WHAT TO WORK ON: Reproduce every row below word for word.

**** DATASET ROWS

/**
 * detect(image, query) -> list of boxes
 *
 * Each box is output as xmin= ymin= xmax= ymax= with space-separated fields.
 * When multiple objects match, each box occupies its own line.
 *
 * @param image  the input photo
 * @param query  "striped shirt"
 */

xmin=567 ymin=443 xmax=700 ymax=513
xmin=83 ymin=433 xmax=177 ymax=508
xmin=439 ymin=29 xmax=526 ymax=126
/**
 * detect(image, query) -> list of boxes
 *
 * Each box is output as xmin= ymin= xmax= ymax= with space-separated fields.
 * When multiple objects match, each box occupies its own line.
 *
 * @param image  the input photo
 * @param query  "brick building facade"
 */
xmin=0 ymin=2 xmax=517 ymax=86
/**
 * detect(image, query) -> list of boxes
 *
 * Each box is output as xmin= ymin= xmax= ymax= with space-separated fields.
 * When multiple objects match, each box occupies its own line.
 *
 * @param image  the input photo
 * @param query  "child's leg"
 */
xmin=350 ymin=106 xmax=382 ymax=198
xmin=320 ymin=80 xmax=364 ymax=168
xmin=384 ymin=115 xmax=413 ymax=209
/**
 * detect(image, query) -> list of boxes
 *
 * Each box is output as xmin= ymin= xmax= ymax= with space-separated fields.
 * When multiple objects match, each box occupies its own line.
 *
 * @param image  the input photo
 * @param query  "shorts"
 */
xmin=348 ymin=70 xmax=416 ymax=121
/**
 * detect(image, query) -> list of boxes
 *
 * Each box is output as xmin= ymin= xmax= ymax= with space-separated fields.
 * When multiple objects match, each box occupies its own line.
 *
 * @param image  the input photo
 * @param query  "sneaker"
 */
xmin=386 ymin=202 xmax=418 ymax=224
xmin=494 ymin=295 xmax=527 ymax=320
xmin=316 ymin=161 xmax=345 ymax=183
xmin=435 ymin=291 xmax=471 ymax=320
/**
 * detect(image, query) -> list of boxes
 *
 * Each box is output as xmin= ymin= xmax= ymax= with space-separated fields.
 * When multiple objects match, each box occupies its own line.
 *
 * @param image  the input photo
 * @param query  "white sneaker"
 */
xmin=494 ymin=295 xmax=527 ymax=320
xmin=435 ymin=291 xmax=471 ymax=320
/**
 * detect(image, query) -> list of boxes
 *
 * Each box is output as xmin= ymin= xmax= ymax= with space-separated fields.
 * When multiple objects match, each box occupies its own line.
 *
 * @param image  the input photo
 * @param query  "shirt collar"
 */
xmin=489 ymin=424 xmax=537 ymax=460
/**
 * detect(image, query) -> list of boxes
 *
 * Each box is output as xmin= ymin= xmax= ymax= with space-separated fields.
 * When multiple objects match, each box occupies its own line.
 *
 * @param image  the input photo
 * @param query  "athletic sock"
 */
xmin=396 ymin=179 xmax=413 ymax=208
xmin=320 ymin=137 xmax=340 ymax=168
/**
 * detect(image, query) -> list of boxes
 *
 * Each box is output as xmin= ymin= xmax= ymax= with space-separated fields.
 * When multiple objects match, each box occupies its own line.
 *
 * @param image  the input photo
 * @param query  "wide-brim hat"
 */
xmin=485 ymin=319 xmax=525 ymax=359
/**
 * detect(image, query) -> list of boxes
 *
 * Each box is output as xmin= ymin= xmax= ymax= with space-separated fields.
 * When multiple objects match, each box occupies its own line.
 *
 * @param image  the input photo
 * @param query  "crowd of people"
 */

********

SOLUTION:
/**
 * detect(image, query) -> list of boxes
 *
 * Each box is output as xmin= ymin= xmax= ymax= with space-separated fields.
 * When multiple objects match, each box occupies its own line.
 *
 * @param image  the input photo
 * @param query  "striped shirt"
 */

xmin=567 ymin=443 xmax=700 ymax=513
xmin=83 ymin=433 xmax=177 ymax=508
xmin=439 ymin=29 xmax=526 ymax=126
/**
 * detect(image, query) -> list of boxes
 *
 * Each box is output as xmin= ymin= xmax= ymax= with space-separated fields.
 * When multiple objects match, each box occupies its own line.
 *
 * @param image  the input photo
 * @param query  "brick building facade"
 */
xmin=0 ymin=2 xmax=517 ymax=86
/**
 * detect(image, query) -> list of boxes
 *
 * Each box is output as xmin= ymin= xmax= ymax= with space-separated fields.
 * When multiple objects match, each box occupies its own line.
 *
 * @param image  the input photo
 * @param query  "child's leg"
 */
xmin=350 ymin=106 xmax=382 ymax=198
xmin=320 ymin=80 xmax=364 ymax=168
xmin=384 ymin=115 xmax=413 ymax=209
/**
 * detect(image, query) -> list of boxes
 *
 * Each box is output as xmin= ymin= xmax= ymax= with space-separated fields.
 * When multiple objects match, each box occupies its own line.
 *
 * @param image  the input photo
 * @param query  "shorts"
 */
xmin=348 ymin=70 xmax=416 ymax=121
/**
 * detect(image, query) -> list of boxes
 *
 * Each box is output as xmin= ymin= xmax= ymax= with space-separated fields.
 * When multiple objects match, each box occupies its own line.
 *
 * @param image  the input photo
 * @param query  "sneaker"
 */
xmin=386 ymin=202 xmax=418 ymax=224
xmin=494 ymin=295 xmax=527 ymax=320
xmin=316 ymin=161 xmax=345 ymax=183
xmin=435 ymin=291 xmax=471 ymax=320
/**
 * detect(image, query) -> list of boxes
 *
 * Each box is output as xmin= ymin= xmax= ymax= with space-separated fields.
 * When multiple objects match, each box occupies its own line.
 *
 * @param image  the input photo
 * @param query  "white sneaker"
 */
xmin=494 ymin=295 xmax=527 ymax=320
xmin=435 ymin=291 xmax=471 ymax=320
/**
 * detect(image, query) -> list of boxes
 *
 * Each box is output as xmin= ymin= xmax= ymax= with space-separated fields.
 * When multiple objects match, each box occupies its own line.
 *
 * @param image  the input photo
 * @param query  "shirt collar"
 */
xmin=489 ymin=424 xmax=537 ymax=460
/**
 * detect(image, query) -> list of boxes
 *
 * Each box is output as xmin= ymin= xmax= ymax= with space-separated fields.
 * When multiple objects match, each box occupies its own line.
 *
 * @param image  the input photo
 * @param query  "athletic sock"
 */
xmin=396 ymin=179 xmax=413 ymax=208
xmin=320 ymin=137 xmax=340 ymax=168
/**
 * detect(image, query) -> list of boxes
 *
 * Each box is output as xmin= ymin= xmax= ymax= with space-separated fields.
 * When multiple objects match, each box occupies its own line.
 *
 * @param image  the input photo
 * @param query  "wide-brim hat"
 */
xmin=485 ymin=319 xmax=525 ymax=359
/**
 * detect(image, query) -> list of boxes
 *
 * Each box is output as xmin= ymin= xmax= ymax= with space-separated fields.
 * When multiple objects match, each box occupies its own line.
 *
 * @param image  the input photo
 * @param query  "crowd of people"
 */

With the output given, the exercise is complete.